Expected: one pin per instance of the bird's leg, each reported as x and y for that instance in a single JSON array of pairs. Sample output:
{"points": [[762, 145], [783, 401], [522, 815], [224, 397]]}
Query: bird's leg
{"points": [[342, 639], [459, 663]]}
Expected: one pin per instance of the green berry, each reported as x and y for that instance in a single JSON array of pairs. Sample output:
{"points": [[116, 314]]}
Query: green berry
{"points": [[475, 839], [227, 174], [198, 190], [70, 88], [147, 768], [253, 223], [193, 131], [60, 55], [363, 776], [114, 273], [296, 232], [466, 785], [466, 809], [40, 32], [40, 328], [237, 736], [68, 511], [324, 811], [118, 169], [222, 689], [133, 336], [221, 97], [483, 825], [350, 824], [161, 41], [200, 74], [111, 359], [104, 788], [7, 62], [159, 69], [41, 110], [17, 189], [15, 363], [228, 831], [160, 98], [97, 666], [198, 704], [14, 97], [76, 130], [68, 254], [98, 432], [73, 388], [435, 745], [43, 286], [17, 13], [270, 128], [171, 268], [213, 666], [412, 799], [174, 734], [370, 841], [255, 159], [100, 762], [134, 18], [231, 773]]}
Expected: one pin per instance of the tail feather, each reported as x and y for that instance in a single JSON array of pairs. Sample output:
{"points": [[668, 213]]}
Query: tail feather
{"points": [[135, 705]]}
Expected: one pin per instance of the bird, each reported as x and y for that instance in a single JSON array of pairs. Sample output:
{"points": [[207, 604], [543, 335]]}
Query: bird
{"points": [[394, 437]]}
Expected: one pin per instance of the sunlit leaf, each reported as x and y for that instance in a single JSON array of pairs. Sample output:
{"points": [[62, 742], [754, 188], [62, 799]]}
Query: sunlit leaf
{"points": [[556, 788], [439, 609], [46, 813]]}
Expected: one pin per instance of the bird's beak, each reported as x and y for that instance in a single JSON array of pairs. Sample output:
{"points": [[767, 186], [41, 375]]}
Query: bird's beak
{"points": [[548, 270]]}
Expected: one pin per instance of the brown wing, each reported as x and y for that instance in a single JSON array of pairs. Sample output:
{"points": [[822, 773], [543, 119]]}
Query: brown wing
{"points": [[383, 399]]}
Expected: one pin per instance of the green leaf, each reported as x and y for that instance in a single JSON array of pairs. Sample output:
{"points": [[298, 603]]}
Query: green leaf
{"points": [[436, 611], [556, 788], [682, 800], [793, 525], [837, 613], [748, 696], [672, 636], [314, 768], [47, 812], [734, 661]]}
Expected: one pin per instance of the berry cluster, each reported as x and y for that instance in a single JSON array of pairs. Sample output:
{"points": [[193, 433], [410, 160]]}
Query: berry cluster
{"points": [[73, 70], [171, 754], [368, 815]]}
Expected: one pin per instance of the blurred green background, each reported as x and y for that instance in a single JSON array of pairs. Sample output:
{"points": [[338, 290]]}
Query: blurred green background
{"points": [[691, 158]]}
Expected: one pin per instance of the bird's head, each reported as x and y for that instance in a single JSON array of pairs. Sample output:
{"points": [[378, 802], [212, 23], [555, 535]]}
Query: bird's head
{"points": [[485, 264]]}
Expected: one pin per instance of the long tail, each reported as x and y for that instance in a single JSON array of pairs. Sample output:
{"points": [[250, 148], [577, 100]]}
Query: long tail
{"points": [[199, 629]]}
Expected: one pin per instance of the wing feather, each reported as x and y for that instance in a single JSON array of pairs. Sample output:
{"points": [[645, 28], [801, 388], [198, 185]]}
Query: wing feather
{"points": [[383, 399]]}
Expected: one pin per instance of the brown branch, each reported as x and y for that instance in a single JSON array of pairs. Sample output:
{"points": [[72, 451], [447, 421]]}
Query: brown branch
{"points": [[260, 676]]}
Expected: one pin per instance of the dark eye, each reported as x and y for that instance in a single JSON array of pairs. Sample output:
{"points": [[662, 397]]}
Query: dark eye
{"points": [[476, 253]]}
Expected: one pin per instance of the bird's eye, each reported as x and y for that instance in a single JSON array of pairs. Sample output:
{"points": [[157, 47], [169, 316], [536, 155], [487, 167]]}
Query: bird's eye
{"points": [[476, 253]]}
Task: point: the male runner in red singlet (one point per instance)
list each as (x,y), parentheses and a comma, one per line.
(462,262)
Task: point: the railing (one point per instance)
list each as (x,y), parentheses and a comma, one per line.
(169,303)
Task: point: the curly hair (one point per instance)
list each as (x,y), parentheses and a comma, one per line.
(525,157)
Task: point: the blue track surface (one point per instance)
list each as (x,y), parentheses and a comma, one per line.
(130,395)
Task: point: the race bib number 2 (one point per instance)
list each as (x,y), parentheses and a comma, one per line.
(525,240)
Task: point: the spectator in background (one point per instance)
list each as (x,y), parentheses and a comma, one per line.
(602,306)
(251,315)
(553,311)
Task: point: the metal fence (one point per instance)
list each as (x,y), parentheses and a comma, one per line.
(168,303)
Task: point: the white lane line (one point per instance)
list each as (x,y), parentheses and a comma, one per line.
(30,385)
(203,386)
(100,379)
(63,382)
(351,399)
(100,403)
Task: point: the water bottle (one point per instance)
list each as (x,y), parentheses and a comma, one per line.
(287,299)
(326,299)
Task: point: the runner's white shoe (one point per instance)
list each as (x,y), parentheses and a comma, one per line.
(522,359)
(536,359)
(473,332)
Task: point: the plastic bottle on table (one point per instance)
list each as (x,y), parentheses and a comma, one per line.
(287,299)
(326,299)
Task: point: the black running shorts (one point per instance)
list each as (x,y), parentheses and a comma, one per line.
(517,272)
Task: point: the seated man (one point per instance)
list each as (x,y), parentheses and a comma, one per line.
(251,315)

______

[Assignment] Check each line of the material for the word "white". Copy the ones that have it.

[Written reply]
Task: point: the white lane line (one point per instance)
Task: point: the runner's white shoe (one point per instance)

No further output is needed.